● Tasks to complete
1. Reproduce the post on PostgreSQL and TinyCsvParser word for word, in full.
2. In the records, return every line that contains the string "kind".

==== Selected excerpt

PostgreSQL and TinyCsvParser

In my last post you have seen how to use TinyCsvParser for reading a large dataset into memory, but actually there are only few use cases where reading an entire dataset into memory is really neccessary.

In reality you often have to import the data into a database, so efficient queries can be made on the data. This post shows how to efficiently insert data into a PostgreSQL database with TinyCsvParser and Npgsql.

Dataset

In this post we are parsing a real life dataset. It's the local weather data in March 2015 gathered by all weather stations in the USA. You can obtain the data QCLCD201503.zip from:

The File size is 557 MB and it has 4,496,262 lines.

Preparing the Database

The data file has something around 40 columns. We only want to use three columns of the file (WBAN, Sky Condition and Date).

Here is the SQL Script to create the table, where the data will be stored.

CREATE TABLE sample.local_weather
(
  local_weather_id serial NOT NULL,
  wban text,
  sky_condition text,
  date date  
)

Domain Model

The domain model in this example simply holds the columns we are interested in.

public class LocalWeatherData
{
    public string WBAN { get; set; }

    public DateTime Date { get; set; }

    public string SkyCondition { get; set; }
}

Bulk Write with Npgsql

You can imagine, that inserting millions of lines one by one isn't really efficient. The application will wait for the synchronous database calls to finish and going asynchronous doesn't help either. The most efficient way to insert data into a PostgreSQL database is to use its COPY command, which can be used with Npgsql for a .NET application.

You can read everything about the COPY command in the PostgreSQL Manual.

========
==== Record set

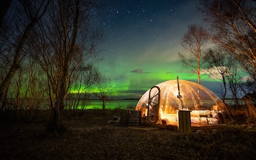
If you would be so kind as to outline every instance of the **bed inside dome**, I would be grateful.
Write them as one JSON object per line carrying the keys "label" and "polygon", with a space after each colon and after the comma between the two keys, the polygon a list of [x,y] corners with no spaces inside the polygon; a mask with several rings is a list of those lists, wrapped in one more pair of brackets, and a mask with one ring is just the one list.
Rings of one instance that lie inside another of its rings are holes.
{"label": "bed inside dome", "polygon": [[177,125],[180,110],[190,111],[193,126],[223,123],[225,106],[213,92],[197,83],[169,80],[148,90],[135,110],[142,112],[143,121]]}

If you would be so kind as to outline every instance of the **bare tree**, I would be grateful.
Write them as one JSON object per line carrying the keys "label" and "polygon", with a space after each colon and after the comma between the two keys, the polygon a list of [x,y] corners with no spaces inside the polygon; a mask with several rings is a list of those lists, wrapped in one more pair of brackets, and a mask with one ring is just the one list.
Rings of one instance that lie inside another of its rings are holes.
{"label": "bare tree", "polygon": [[112,83],[110,79],[108,79],[102,75],[98,75],[98,78],[95,82],[94,87],[94,94],[102,102],[102,114],[105,114],[105,103],[110,100],[110,95],[111,94]]}
{"label": "bare tree", "polygon": [[182,45],[188,51],[190,57],[188,58],[184,54],[179,53],[179,57],[185,67],[192,69],[198,75],[198,82],[200,84],[200,62],[202,50],[206,47],[209,39],[209,35],[201,26],[192,25],[188,26],[188,31],[182,38]]}
{"label": "bare tree", "polygon": [[97,5],[94,0],[53,1],[30,37],[28,50],[47,75],[49,132],[65,130],[62,112],[74,72],[82,63],[91,63],[100,42],[101,34],[89,30],[90,12]]}
{"label": "bare tree", "polygon": [[[215,71],[218,74],[212,75],[214,78],[222,79],[223,90],[222,92],[222,101],[225,102],[227,92],[227,76],[231,74],[230,68],[235,64],[233,58],[226,52],[220,48],[209,49],[203,56],[208,73],[213,74]],[[236,65],[237,66],[237,65]],[[222,86],[222,85],[220,85]]]}
{"label": "bare tree", "polygon": [[74,82],[68,95],[68,107],[70,110],[73,110],[73,116],[76,115],[78,106],[82,110],[89,103],[93,85],[98,78],[98,71],[92,64],[81,65],[76,70]]}
{"label": "bare tree", "polygon": [[[9,28],[7,28],[6,24],[4,28],[7,30],[6,31],[9,33],[10,38],[6,39],[8,43],[5,44],[5,48],[1,46],[1,49],[3,49],[1,50],[1,54],[5,57],[7,57],[7,56],[4,56],[4,54],[8,54],[9,50],[14,50],[14,56],[13,57],[10,68],[8,69],[7,73],[1,83],[0,100],[2,100],[2,95],[7,92],[8,87],[16,70],[20,67],[20,63],[23,57],[22,55],[23,47],[30,34],[31,30],[44,16],[50,1],[50,0],[36,1],[20,0],[18,1],[19,3],[13,7],[14,9],[17,9],[15,10],[16,12],[18,12],[18,13],[15,15],[16,18],[15,18],[15,16],[11,16],[13,13],[10,12],[10,17],[8,18],[6,18],[6,23],[8,23],[10,26],[9,26]],[[14,12],[15,13],[15,12]],[[10,30],[8,30],[8,28]],[[12,30],[10,30],[11,28]],[[4,37],[6,39],[8,37],[6,34],[4,36]],[[10,60],[9,60],[11,61]]]}
{"label": "bare tree", "polygon": [[2,0],[0,1],[0,26],[4,20],[12,0]]}
{"label": "bare tree", "polygon": [[214,42],[229,50],[256,81],[256,2],[251,0],[201,0]]}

========

● Responses to the exercise
1.
PostgreSQL and TinyCsvParser

In my last post you have seen how to use TinyCsvParser for reading a large dataset into memory, but actually there are only few use cases where reading an entire dataset into memory is really neccessary.

In reality you often have to import the data into a database, so efficient queries can be made on the data. This post shows how to efficiently insert data into a PostgreSQL database with TinyCsvParser and Npgsql.

Dataset

In this post we are parsing a real life dataset. It's the local weather data in March 2015 gathered by all weather stations in the USA. You can obtain the data QCLCD201503.zip from:

The File size is 557 MB and it has 4,496,262 lines.

Preparing the Database

The data file has something around 40 columns. We only want to use three columns of the file (WBAN, Sky Condition and Date).

Here is the SQL Script to create the table, where the data will be stored.

CREATE TABLE sample.local_weather
(
  local_weather_id serial NOT NULL,
  wban text,
  sky_condition text,
  date date  
)

Domain Model

The domain model in this example simply holds the columns we are interested in.

public class LocalWeatherData
{
    public string WBAN { get; set; }

    public DateTime Date { get; set; }

    public string SkyCondition { get; set; }
}

Bulk Write with Npgsql

You can imagine, that inserting millions of lines one by one isn't really efficient. The application will wait for the synchronous database calls to finish and going asynchronous doesn't help either. The most efficient way to insert data into a PostgreSQL database is to use its COPY command, which can be used with Npgsql for a .NET application.

You can read everything about the COPY command in the PostgreSQL Manual.

2.
If you would be so kind as to outline every instance of the **bed inside dome**, I would be grateful.
If you would be so kind as to outline every instance of the **bare tree**, I would be grateful.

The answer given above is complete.